**HOW TO COMPLETE THIS TASK**
Transcribe all records, preserving every character.

*** Opening of DATA FOR ANALYSIS ***

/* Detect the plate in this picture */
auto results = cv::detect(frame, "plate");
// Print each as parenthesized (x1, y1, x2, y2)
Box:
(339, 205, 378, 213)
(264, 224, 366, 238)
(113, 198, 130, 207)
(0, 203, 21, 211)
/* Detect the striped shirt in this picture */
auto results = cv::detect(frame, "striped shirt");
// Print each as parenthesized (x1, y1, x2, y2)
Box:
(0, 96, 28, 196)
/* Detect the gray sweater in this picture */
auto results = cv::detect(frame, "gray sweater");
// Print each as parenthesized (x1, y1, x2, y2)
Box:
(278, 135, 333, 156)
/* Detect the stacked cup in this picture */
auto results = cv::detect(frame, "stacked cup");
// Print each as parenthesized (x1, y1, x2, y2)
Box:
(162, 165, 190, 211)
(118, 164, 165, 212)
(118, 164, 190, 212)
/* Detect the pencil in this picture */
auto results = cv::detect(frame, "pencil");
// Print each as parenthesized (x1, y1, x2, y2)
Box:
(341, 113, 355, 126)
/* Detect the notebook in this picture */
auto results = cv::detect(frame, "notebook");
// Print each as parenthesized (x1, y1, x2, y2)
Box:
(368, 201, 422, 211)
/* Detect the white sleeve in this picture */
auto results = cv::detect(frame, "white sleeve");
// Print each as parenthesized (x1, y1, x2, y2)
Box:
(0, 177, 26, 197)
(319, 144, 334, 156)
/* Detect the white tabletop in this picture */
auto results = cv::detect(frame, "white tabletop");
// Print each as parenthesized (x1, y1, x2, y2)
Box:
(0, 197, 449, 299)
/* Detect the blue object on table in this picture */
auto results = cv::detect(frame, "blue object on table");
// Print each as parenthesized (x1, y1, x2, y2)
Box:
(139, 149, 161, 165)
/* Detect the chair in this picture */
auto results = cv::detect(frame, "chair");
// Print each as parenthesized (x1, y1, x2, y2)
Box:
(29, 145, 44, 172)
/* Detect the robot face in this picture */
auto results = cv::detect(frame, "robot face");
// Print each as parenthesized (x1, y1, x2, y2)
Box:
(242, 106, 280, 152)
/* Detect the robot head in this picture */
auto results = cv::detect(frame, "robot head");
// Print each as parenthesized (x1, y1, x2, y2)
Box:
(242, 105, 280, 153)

*** Close of DATA FOR ANALYSIS ***

**EXPECTED ANSWER**
/* Detect the plate in this picture */
auto results = cv::detect(frame, "plate");
// Print each as parenthesized (x1, y1, x2, y2)
Box:
(339, 205, 378, 213)
(264, 224, 366, 238)
(113, 198, 130, 207)
(0, 203, 21, 211)
/* Detect the striped shirt in this picture */
auto results = cv::detect(frame, "striped shirt");
// Print each as parenthesized (x1, y1, x2, y2)
Box:
(0, 96, 28, 196)
/* Detect the gray sweater in this picture */
auto results = cv::detect(frame, "gray sweater");
// Print each as parenthesized (x1, y1, x2, y2)
Box:
(278, 135, 333, 156)
/* Detect the stacked cup in this picture */
auto results = cv::detect(frame, "stacked cup");
// Print each as parenthesized (x1, y1, x2, y2)
Box:
(162, 165, 190, 211)
(118, 164, 165, 212)
(118, 164, 190, 212)
/* Detect the pencil in this picture */
auto results = cv::detect(frame, "pencil");
// Print each as parenthesized (x1, y1, x2, y2)
Box:
(341, 113, 355, 126)
/* Detect the notebook in this picture */
auto results = cv::detect(frame, "notebook");
// Print each as parenthesized (x1, y1, x2, y2)
Box:
(368, 201, 422, 211)
/* Detect the white sleeve in this picture */
auto results = cv::detect(frame, "white sleeve");
// Print each as parenthesized (x1, y1, x2, y2)
Box:
(0, 177, 26, 197)
(319, 144, 334, 156)
/* Detect the white tabletop in this picture */
auto results = cv::detect(frame, "white tabletop");
// Print each as parenthesized (x1, y1, x2, y2)
Box:
(0, 197, 449, 299)
/* Detect the blue object on table in this picture */
auto results = cv::detect(frame, "blue object on table");
// Print each as parenthesized (x1, y1, x2, y2)
Box:
(139, 149, 161, 165)
/* Detect the chair in this picture */
auto results = cv::detect(frame, "chair");
// Print each as parenthesized (x1, y1, x2, y2)
Box:
(29, 145, 44, 172)
/* Detect the robot face in this picture */
auto results = cv::detect(frame, "robot face");
// Print each as parenthesized (x1, y1, x2, y2)
Box:
(242, 106, 280, 152)
/* Detect the robot head in this picture */
auto results = cv::detect(frame, "robot head");
// Print each as parenthesized (x1, y1, x2, y2)
Box:
(242, 105, 280, 153)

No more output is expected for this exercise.